United States District Court, C.D. California, Eastern Division

October 6, 2014

CAROLYN W. COLVIN, Acting Commissioner of Social Security, Defendant.


DOUGLAS F. McCORMICK, Magistrate Judge.



On January 21, 2014, the Court entered an Opinion and Order reversing the Commissioner's decision denying Plaintiff's application for Social Security Disability Insurance benefits and remanding the case for further administrative proceedings. On April 21, 2014, Plaintiff filed a motion for award of attorney's fees under the Equal Access to Justice Act ("EAJA"), 28 U.S.C. § 2412. The Commissioner opposes Plaintiff's application for attorney's fees, arguing that the government's position was "substantially justified, " pursuant to 28 U.S.C. § 2412(d)(1)(A), precluding any award of fees. Alternatively, the Commissioner argues that the Court should reduce the number of hours.
------------------------------------------------------------------------
## SET PROBLEM A
Retype the entries word for word, from the line containing "Could you please locate the dirt" through the last entry, both ends included.

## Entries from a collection
------------------------------------------------------------------------
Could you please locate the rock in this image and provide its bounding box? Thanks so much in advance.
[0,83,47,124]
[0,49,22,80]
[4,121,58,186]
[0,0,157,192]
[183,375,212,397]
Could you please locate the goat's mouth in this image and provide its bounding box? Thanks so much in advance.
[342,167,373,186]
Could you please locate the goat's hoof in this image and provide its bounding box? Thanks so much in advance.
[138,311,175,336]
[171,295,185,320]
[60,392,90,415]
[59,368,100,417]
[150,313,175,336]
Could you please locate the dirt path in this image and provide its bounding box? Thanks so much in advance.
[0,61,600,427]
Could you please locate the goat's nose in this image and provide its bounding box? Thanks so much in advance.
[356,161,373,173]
------------------------------------------------------------------------
## SET PROBLEM B
Continue the court order on the attorney's fee request, starting right after its last sentence.

## RESULT A
Could you please locate the dirt path in this image and provide its bounding box? Thanks so much in advance.
[0,61,600,427]
Could you please locate the goat's nose in this image and provide its bounding box? Thanks so much in advance.
[356,161,373,173]

## RESULT B
Having considered the motion for attorney's fees, the Commissioner's opposition, and the reply, as well as the records and pleadings, the Court finds that the remand of Plaintiff's claim for a new administrative hearing constitutes a favorable decision and that the Commissioner's position was not "substantially justified." Accordingly, Plaintiff is entitled to an award of reasonable attorney's fees. In addition, the Court concludes that the number of hours for which counsel seeks reimbursement is reasonable, and therefore the Court declines to reduce the number of hours sought by counsel.



A. Plaintiff Is Entitled to Attorney's Fees as the Prevailing Party Because the Government's Position Was Not Substantially Justified

The EAJA provides that a court shall award reasonable attorney's fees, court costs and other expenses to the prevailing party "unless the court finds that the position of the United States was substantially justified or that special circumstances make an award unjust." 28 U.S.C. § 2412(d)(1)(A); accord Pierce v. Underwood , 487 U.S. 552, 559 (1988); Lewis v. Barnhart , 281 F.3d 1081, 1083 (9th Cir. 2002). The term "position of the United States' means, in addition to the position taken by the United States in the civil action, the action or failure to act by the agency upon which the civil action is based." 28 U.S.C. § 2412(d)(2)(D).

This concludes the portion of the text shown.